# [Given text]
The performance of the ambulance service has received a lot of media attention in recent months. Last week, BBC Radio 4’s The Report had a special feature, ‘Paramedics under pressure’. This report focused on the increased pressure London Ambulance Service staff are feeling, but is there more to this story?
A nationwide fall in performance
The key measure used to assess the performance of ambulance trusts is known as the A8 target. This requires that 75% of life-threatening emergencies (category A calls) receive a response within eight minutes. Nationally:
- there has been steady decline in the number of category A calls receiving a response within eight minutes (69% in July 2014 versus 77% in July 2011);
- the A8 target was breached just once in 2011 and three times in 2012, but six times in 2013 and six out of seven months this year so far.
It’s clear from these figures that there has been a significant deterioration in national ambulance service performance, particularly over the past eighteen months. Alarmingly, July 2014 represents the worst performance recorded so far, and if the pattern of previous years is followed, things will get even worse in winter.
Breaking these figures down by ambulance trust, there has been nationwide deterioration in performance, with only one trust meeting the A8 target in July of this year, the latest month for which data is available. The deterioration in performance has been greatest for the East of England Ambulance Service, who have consistently struggled to meet the target, and London Ambulance Service, which have struggled to meet the target in the past few months.
Rising demand, growing pressure
Why is performance getting worse? The general consensus is that much of the blame lies with increasing demand. Our analysis supports this view: the total number of category A calls made to ambulance services in England has risen from 2,609,675 in the year ending July 2012 to 2,961,274 in the year ending July 2014. This represents a 13.5% increase in two years, and there is a strong correlation between call volume and response times. For example, in July 2012 there were 222,614 category A calls and 77.3% of these received a response within eight minutes. In July 2014 there were 262,110 category A calls, and the A8 target was met in only 68.9% of cases.

# [What this task involves]
Answer from the text on ambulance service performance:
(a) Under the A8 target, what share of category A calls must get a response within eight minutes?
(b) How many times was the A8 target breached in 2013?
(c) How many category A calls were made to ambulance services in England in the year ending July 2014?

# [Records provided]
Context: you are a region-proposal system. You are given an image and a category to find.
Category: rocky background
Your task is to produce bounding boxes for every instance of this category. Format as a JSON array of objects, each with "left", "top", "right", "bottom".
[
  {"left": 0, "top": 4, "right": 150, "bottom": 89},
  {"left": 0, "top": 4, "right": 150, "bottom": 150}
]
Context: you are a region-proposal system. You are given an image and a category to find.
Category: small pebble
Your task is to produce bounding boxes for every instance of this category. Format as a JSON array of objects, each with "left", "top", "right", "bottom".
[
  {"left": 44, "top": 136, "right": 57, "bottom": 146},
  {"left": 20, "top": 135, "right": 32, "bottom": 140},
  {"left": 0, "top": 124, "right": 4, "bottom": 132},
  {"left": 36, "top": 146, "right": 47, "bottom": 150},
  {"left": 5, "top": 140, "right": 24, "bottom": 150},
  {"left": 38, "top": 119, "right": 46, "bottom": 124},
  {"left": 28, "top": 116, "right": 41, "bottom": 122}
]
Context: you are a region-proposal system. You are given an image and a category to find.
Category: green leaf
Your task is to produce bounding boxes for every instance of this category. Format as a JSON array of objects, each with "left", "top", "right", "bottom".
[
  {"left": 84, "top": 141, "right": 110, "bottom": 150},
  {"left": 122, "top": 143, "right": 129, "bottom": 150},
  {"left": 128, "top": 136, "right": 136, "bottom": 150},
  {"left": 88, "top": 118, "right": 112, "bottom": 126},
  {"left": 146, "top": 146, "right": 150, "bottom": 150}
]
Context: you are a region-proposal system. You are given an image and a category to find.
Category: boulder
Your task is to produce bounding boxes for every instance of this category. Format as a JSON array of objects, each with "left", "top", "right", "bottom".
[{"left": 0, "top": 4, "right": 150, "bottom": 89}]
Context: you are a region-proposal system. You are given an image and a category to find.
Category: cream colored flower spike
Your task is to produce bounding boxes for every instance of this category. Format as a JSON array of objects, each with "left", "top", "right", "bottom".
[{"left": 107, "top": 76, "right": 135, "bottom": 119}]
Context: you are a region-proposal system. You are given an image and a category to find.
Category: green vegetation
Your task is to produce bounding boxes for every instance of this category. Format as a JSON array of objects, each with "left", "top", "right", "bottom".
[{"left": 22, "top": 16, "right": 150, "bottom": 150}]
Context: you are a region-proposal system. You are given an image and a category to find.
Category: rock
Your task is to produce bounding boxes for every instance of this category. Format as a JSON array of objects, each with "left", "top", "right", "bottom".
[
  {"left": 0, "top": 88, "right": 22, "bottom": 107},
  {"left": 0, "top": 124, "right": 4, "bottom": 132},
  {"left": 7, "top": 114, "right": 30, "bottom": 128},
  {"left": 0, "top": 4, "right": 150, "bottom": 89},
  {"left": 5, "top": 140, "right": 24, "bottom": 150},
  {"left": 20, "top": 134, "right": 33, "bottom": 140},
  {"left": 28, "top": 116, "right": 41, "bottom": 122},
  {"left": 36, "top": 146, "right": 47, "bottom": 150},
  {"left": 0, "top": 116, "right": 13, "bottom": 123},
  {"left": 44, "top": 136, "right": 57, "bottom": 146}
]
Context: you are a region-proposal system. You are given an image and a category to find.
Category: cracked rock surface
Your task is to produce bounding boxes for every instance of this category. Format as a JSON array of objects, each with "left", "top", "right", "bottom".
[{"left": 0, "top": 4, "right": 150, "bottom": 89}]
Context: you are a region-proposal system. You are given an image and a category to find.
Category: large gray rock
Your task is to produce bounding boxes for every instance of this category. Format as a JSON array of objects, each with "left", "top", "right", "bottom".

# [Task solution]
(a) 75%
(b) Six times
(c) 2,961,274